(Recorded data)
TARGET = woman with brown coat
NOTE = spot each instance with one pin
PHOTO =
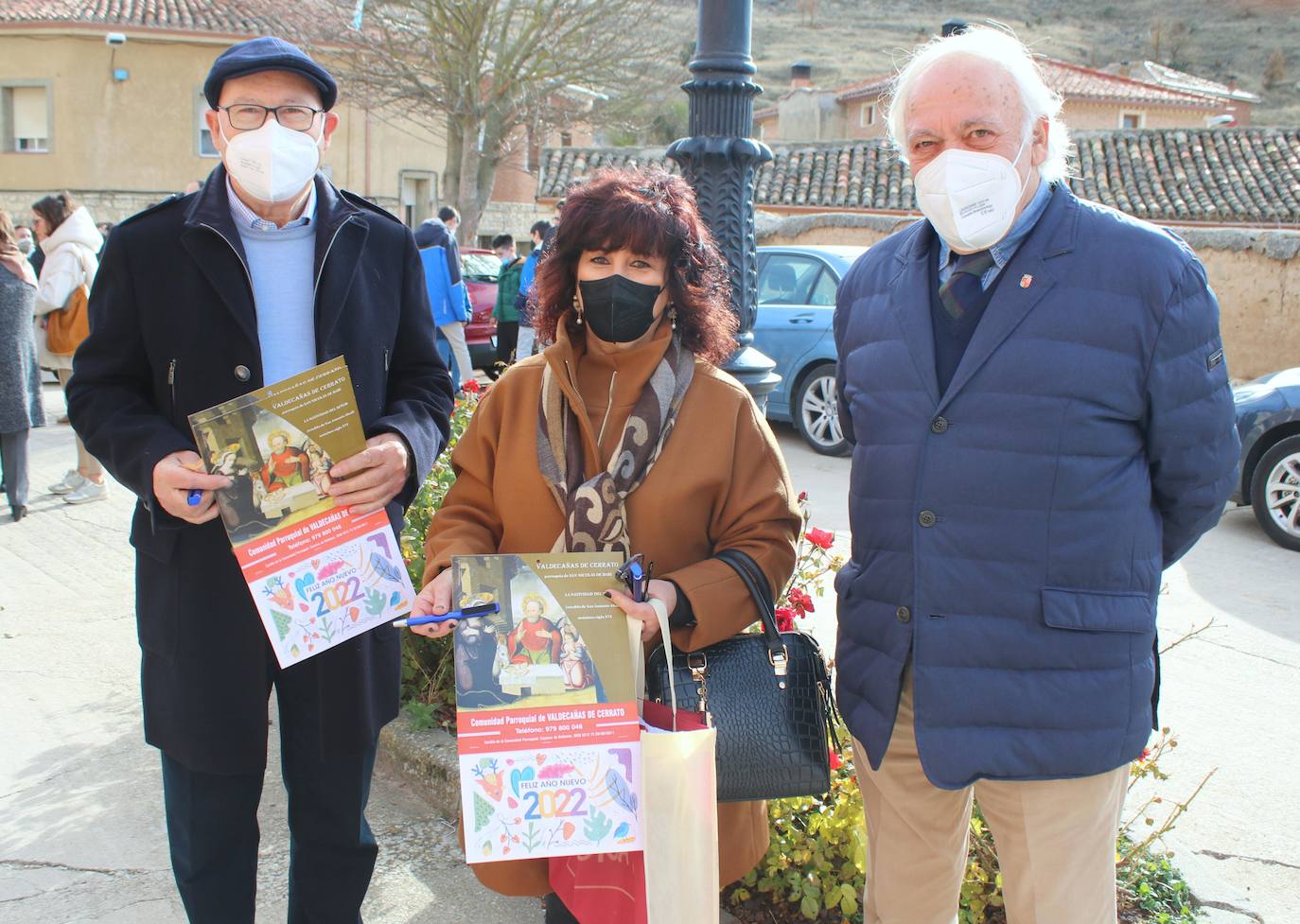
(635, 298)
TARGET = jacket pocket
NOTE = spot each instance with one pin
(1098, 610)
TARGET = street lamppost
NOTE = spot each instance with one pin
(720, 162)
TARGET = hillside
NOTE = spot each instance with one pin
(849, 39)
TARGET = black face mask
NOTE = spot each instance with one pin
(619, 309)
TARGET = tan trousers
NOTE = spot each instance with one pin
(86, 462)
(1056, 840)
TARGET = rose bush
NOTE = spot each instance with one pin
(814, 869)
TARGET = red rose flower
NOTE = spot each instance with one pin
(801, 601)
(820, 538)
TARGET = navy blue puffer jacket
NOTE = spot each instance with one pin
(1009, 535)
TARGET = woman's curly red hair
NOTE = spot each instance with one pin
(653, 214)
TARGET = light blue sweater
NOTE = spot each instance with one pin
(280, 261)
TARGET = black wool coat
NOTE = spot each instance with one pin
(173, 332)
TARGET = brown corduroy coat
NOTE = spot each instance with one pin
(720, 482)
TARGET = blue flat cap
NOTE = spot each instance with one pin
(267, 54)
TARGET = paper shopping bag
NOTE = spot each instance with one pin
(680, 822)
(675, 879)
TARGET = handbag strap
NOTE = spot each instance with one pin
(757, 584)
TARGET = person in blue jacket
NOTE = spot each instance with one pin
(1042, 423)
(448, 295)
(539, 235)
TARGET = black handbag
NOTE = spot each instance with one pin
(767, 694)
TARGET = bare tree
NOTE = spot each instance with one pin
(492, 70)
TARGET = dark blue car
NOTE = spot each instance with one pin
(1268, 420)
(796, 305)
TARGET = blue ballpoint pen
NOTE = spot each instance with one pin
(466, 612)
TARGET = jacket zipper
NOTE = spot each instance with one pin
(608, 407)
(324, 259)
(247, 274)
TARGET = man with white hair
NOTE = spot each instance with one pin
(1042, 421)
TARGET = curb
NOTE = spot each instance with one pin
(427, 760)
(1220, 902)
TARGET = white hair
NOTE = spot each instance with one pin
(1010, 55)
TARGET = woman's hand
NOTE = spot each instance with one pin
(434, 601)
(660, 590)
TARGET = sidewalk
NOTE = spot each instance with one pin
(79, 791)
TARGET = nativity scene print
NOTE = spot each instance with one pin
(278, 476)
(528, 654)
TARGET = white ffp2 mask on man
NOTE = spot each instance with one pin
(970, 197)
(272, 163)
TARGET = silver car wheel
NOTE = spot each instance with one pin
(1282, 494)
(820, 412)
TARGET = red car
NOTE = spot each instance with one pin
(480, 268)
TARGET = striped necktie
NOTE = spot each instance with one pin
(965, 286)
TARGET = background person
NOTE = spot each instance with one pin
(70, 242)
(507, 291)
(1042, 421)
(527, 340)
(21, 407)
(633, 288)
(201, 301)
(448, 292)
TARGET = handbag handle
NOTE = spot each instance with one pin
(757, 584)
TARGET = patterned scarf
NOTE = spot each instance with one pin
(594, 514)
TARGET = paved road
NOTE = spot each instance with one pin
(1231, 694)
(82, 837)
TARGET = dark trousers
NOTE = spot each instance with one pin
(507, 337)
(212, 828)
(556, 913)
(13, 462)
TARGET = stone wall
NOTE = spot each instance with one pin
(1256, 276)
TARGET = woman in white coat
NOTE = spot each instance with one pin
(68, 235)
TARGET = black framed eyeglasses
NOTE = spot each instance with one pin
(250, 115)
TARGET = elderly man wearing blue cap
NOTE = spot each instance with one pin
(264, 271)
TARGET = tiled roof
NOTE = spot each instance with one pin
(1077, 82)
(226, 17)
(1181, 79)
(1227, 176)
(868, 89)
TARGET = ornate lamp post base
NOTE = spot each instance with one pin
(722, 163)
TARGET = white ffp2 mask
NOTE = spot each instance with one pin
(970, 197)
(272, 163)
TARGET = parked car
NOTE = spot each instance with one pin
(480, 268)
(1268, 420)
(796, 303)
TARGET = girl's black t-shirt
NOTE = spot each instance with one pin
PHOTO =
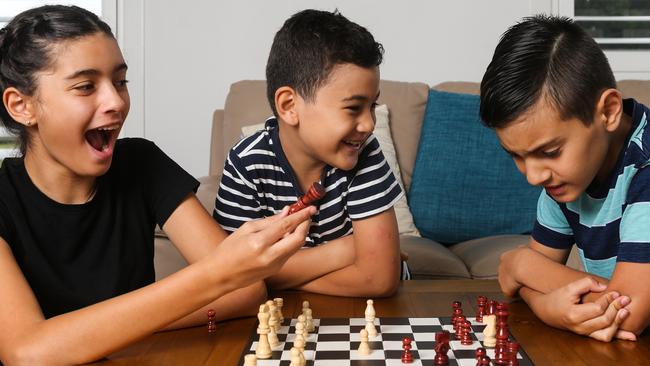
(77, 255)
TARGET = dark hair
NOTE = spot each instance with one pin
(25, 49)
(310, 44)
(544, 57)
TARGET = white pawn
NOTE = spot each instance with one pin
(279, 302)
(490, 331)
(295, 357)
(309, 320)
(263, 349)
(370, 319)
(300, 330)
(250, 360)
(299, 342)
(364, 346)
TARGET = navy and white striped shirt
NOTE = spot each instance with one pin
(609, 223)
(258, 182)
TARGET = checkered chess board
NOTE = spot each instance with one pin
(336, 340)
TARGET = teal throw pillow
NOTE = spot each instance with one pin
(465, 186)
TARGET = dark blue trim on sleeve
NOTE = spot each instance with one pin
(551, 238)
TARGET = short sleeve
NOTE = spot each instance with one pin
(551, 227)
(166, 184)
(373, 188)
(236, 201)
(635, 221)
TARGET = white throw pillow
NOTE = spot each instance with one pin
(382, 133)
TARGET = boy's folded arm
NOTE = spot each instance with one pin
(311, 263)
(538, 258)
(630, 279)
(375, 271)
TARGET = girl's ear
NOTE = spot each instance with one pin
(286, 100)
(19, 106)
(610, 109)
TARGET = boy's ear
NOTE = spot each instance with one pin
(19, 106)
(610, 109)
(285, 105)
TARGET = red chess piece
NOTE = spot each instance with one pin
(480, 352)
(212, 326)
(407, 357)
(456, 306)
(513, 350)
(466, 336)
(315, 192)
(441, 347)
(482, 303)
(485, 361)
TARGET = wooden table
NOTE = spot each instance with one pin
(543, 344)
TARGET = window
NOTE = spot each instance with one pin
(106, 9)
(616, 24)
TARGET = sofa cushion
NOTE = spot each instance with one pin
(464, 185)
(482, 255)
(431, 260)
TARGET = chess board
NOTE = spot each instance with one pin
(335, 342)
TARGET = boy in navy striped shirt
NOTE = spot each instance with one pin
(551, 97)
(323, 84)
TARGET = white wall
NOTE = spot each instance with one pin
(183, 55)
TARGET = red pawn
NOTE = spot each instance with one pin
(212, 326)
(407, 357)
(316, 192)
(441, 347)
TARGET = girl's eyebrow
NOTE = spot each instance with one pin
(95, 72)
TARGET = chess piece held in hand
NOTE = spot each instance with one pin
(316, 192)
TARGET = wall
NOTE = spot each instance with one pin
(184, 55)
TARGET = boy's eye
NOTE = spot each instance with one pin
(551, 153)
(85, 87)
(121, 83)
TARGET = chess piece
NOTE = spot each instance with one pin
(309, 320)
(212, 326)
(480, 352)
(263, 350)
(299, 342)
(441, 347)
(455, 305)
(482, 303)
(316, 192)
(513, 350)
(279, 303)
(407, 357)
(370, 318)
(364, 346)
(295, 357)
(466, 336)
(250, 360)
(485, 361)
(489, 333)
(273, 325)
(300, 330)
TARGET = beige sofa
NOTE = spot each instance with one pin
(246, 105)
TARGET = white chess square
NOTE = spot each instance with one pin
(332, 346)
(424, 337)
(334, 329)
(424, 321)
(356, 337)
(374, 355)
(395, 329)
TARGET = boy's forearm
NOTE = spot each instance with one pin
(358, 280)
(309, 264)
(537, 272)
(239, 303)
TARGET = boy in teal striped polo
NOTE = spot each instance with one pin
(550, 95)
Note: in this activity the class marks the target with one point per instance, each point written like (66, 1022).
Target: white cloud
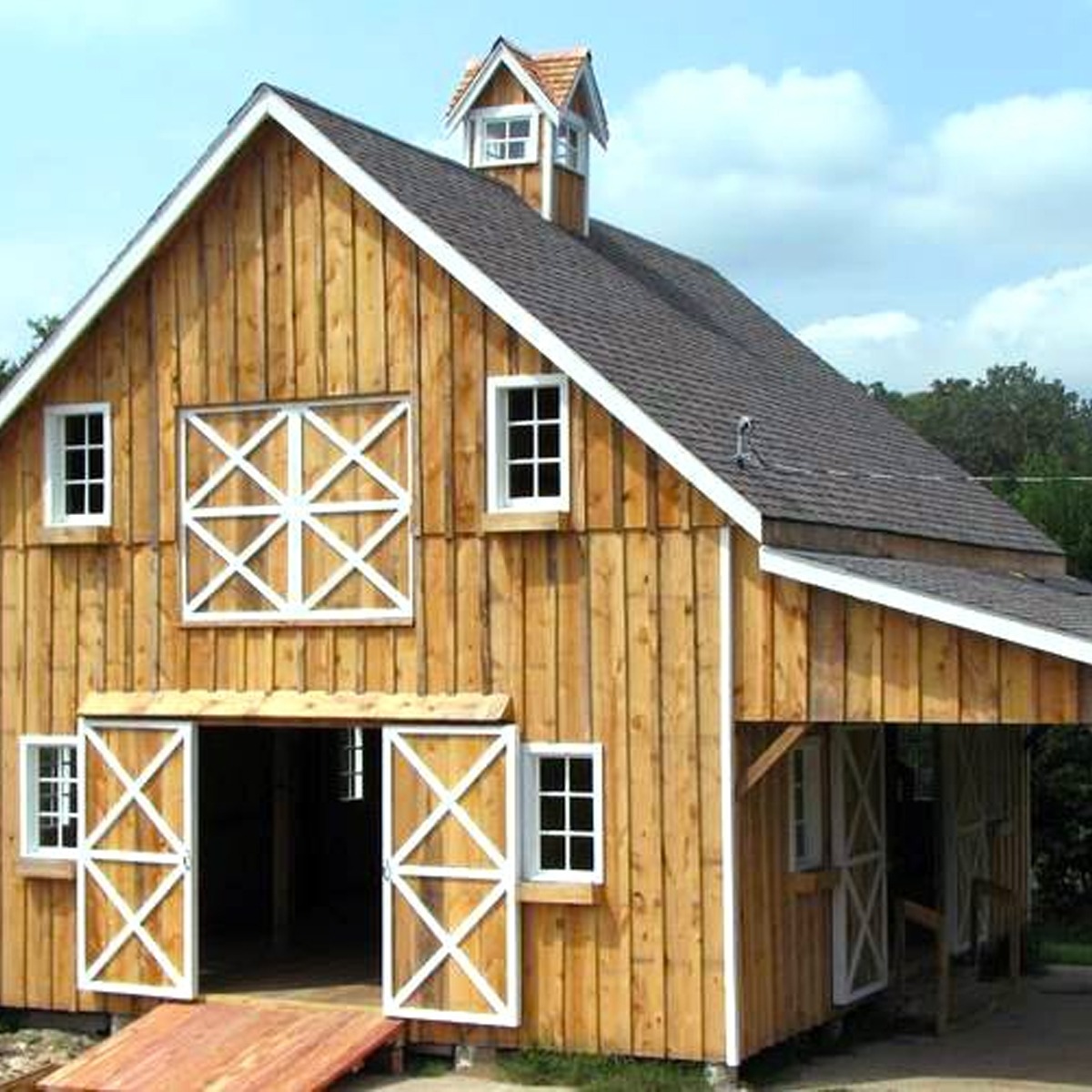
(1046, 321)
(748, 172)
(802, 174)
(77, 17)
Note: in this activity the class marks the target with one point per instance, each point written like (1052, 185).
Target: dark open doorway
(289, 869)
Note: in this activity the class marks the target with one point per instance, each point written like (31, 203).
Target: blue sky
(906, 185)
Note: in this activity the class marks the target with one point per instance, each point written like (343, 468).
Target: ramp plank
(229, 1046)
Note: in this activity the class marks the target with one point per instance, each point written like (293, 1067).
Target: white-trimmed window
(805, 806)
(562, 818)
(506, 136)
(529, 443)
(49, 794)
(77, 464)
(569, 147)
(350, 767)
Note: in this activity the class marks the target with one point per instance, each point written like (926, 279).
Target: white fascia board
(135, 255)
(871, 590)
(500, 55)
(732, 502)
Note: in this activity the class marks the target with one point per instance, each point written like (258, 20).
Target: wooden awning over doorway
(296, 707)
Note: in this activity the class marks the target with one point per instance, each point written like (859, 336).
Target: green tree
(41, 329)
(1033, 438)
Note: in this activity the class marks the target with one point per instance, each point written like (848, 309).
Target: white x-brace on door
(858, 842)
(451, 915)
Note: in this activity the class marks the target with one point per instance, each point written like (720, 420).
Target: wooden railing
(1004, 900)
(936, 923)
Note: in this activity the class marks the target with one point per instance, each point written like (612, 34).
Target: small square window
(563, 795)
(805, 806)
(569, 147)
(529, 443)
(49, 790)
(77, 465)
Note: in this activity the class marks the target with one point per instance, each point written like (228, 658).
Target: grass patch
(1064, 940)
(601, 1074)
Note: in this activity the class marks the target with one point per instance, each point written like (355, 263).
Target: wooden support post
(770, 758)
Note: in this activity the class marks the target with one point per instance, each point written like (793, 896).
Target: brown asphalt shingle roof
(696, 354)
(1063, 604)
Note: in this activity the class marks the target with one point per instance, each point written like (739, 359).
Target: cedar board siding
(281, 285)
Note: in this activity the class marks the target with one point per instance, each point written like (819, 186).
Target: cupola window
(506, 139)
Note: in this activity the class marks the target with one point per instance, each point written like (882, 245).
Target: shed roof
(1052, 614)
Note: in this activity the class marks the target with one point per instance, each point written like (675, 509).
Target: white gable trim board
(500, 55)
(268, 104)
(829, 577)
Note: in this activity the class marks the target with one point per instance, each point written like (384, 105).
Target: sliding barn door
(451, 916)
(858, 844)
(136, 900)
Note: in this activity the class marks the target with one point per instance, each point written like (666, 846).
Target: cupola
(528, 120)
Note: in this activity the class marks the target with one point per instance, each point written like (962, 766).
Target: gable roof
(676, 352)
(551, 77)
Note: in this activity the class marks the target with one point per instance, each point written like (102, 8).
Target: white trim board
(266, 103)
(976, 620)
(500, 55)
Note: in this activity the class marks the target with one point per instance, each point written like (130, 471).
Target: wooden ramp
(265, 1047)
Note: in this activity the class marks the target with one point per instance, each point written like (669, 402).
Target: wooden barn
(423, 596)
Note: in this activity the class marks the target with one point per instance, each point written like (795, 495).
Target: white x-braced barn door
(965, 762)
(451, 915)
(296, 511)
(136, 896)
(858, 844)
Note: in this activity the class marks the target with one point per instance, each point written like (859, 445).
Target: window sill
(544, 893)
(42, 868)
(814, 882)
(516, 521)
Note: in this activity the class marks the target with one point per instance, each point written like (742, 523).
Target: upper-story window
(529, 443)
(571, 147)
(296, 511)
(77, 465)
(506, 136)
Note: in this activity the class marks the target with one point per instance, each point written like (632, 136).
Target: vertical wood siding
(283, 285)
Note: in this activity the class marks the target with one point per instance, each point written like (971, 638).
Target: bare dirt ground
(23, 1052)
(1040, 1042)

SHORT TASK> Copy out exactly the lines from the line with "like (384, 105)." to the end of the listing, including both of those lines, and give nothing else.

SOLUTION TO THIS TASK>
Note: in this activity the class marks the target with one point per instance, each point written like (384, 105).
Target: sliding barn door
(451, 916)
(858, 844)
(136, 900)
Note: in this activity the class marks the target with one point per instance, each point written like (666, 846).
Target: cupola
(528, 120)
Note: in this activity the class marks the target with one point per instance, each point written like (962, 766).
Target: gable roof
(676, 352)
(551, 77)
Note: in this activity the class marks the target with one point per instance, each point written like (102, 8).
Target: white trim board
(266, 103)
(976, 620)
(500, 55)
Note: in this activity the class marks the target with one point per instance, each point written like (130, 471).
Target: wooden ramp
(265, 1047)
Note: in this activity the class marks the target with one point per instance, each point written like (669, 402).
Target: wooden barn
(423, 596)
Note: in this activity the class marks the target with one point per instance, each point written like (795, 495).
Target: white x-braced barn door
(965, 762)
(451, 915)
(296, 511)
(136, 896)
(858, 844)
Note: in this activity the class marks the target with one point per instance, each point written like (859, 445).
Target: window sill
(544, 893)
(42, 868)
(814, 882)
(516, 521)
Note: in this activity the class marks the target with one point per instance, each point written like (742, 523).
Target: upper-story window
(529, 443)
(571, 147)
(296, 511)
(77, 465)
(506, 136)
Note: in this activity the class marks the target with one point per instance, each point written like (632, 136).
Target: vertical wood siding
(283, 285)
Note: in this activity the class marks the target with one point per instance, each point written like (971, 638).
Target: bare dirt ground
(23, 1052)
(1040, 1042)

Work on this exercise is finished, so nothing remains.